> **Provided text**:
--- START ---
Wednesday, July 25, 2001

Yesterday, I:

  • Dealt with school registration
  • Sewed patches on my son's rabbit preparatory to sewing a new face
  • Went out for lunch with husband

Then all Hell broke loose.

  • Status meeting (phone) on The Trainwreck Project which included the immortal exchange "What about Class Foo?"
    "Well, we think it's done, but it's not passing unit tests." We are officially on target for code complete next Monday. I don't think so...
  • Phone call from headhunter during status meeting; put him off because I already had one phone meeting.
  • Letter from job-I-don't-want asking for a third interview
  • Post-status phone meeting with my management in which she attempted to cheer me up about putting out a 30-page User's Guide bearing my name and full of vague generalities. Didn't work. Went on to discuss my continuing with the next release of this product because nobody else can do it. Which I genuinely believe. Arrrgh.
  • Phone call from friend at Company I Really Like; after social chat, verified that there is a major, major hiring freeze and nobody knows if the executive who gave permission to hire actually had authority to do so. No further information available.
  • The real bombshell. The news that Salon Table Talk, my major source of human contact these last 5 years, is going pay-only, which is almost certainly equivalent to TT's going belly-up within the year.
  • Picking up kids and taking to bookstore, where we couldn't find the summer-reading book that was our goal.
  • Getting home to headhunter message asking why I wasn't answering my phone and if he could help me with my 'misgivings' about the job I didn't want.
  • Went upstairs and left message on headhunter's answering machine saying I didn't have misgivings. What I had was an unwillingness to talk further with that employer. Did this confident that it would make headhunter mad at me. I hate having people mad at me.

Can I have a refund on yesterday?

In about 15 minutes I'm taking my daughter to the orthodontist to find out if this is the year she starts with the braces. And another day is off to a rousing start...

Tuesday, July 24, 2001

I now have a folder containing every single solitary piece of paper establishing my children's legal existence. I also have two children who are registered for school, as well as instructions on whom to call in August to nag about getting my daughter into the Advanced Mathematics program. (They accept standardized test scores for English, but not Mathematics. Why, I know not.)


This morning, I dragged out pearl earrings, the signet ring, and a flowered dress (NOT with a lace collar. There are limits!), and wandered downstairs.
--- END ---
[Referring expression data]
--- START ---
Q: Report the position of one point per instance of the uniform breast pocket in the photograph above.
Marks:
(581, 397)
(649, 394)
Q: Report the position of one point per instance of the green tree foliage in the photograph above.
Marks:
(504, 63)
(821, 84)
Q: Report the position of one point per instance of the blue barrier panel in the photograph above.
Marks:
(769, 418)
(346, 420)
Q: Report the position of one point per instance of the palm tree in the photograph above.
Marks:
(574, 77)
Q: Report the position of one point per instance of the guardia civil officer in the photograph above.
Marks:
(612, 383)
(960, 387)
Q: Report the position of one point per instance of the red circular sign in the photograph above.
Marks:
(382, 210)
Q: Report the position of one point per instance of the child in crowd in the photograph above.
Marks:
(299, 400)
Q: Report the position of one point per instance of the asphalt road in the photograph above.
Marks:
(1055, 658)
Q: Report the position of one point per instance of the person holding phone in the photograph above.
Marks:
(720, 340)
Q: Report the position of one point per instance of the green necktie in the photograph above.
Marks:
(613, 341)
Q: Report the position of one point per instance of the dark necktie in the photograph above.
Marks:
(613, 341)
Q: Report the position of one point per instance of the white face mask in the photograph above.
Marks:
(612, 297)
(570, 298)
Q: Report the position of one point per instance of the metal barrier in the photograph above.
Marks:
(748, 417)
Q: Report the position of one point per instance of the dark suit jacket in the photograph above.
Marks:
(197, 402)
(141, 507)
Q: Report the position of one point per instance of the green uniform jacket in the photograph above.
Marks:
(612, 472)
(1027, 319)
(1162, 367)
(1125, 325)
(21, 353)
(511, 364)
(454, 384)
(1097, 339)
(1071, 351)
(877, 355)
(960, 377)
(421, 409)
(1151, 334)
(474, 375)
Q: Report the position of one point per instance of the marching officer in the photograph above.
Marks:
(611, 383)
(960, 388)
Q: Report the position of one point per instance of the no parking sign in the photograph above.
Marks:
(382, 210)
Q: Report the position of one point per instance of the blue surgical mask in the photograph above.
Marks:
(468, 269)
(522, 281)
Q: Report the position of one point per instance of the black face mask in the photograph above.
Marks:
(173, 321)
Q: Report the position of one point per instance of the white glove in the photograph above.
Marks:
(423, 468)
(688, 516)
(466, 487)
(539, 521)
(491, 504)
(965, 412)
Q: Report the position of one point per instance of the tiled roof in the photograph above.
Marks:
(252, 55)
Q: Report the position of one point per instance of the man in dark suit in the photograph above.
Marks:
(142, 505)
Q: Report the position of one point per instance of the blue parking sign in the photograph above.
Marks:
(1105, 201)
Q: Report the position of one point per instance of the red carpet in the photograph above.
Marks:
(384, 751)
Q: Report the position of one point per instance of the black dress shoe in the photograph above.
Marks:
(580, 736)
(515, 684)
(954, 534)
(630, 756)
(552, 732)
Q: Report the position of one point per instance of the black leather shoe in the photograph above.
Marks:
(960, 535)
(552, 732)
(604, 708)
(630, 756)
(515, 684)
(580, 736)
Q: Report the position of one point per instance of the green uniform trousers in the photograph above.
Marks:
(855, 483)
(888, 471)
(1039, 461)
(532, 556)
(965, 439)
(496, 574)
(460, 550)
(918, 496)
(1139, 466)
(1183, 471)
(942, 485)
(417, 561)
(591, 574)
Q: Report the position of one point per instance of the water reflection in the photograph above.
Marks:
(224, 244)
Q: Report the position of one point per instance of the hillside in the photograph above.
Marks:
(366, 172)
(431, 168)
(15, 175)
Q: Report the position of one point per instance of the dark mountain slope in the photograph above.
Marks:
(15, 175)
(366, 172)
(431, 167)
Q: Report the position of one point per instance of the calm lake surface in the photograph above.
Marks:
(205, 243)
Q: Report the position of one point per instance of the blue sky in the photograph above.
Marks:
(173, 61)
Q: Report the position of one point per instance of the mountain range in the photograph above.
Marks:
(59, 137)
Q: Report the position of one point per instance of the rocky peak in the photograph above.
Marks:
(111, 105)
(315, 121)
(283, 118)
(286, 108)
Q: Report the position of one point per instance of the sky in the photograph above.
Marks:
--- END ---
> **Directions**:
• a. Answer these questions using the journal entries:
(i) When is the Trainwreck Project officially on target for code complete?
(ii) How many pages long is the User's Guide?
(iii) Where is the writer taking the daughter in about 15 minutes?
• b. Why does the writer of the journal entries call the Salon Table Talk news "the real bombshell"? Answer in one to three sentences.
• c. Extract the text of the journal entries from "Can I have a" up to and including "I know not.)".
This material has nothing to do with the journal entries.

> **Solutions to the problems**:
• a.
(i) Next Monday.
(ii) 30 pages.
(iii) To the orthodontist.

• b. Salon Table Talk had been the writer's major source of human contact for the last 5 years. Its move to pay-only is, in the writer's view, almost certainly equivalent to its going belly-up within the year.

• c.
Can I have a refund on yesterday?

In about 15 minutes I'm taking my daughter to the orthodontist to find out if this is the year she starts with the braces. And another day is off to a rousing start...

Tuesday, July 24, 2001

I now have a folder containing every single solitary piece of paper establishing my children's legal existence. I also have two children who are registered for school, as well as instructions on whom to call in August to nag about getting my daughter into the Advanced Mathematics program. (They accept standardized test scores for English, but not Mathematics. Why, I know not.)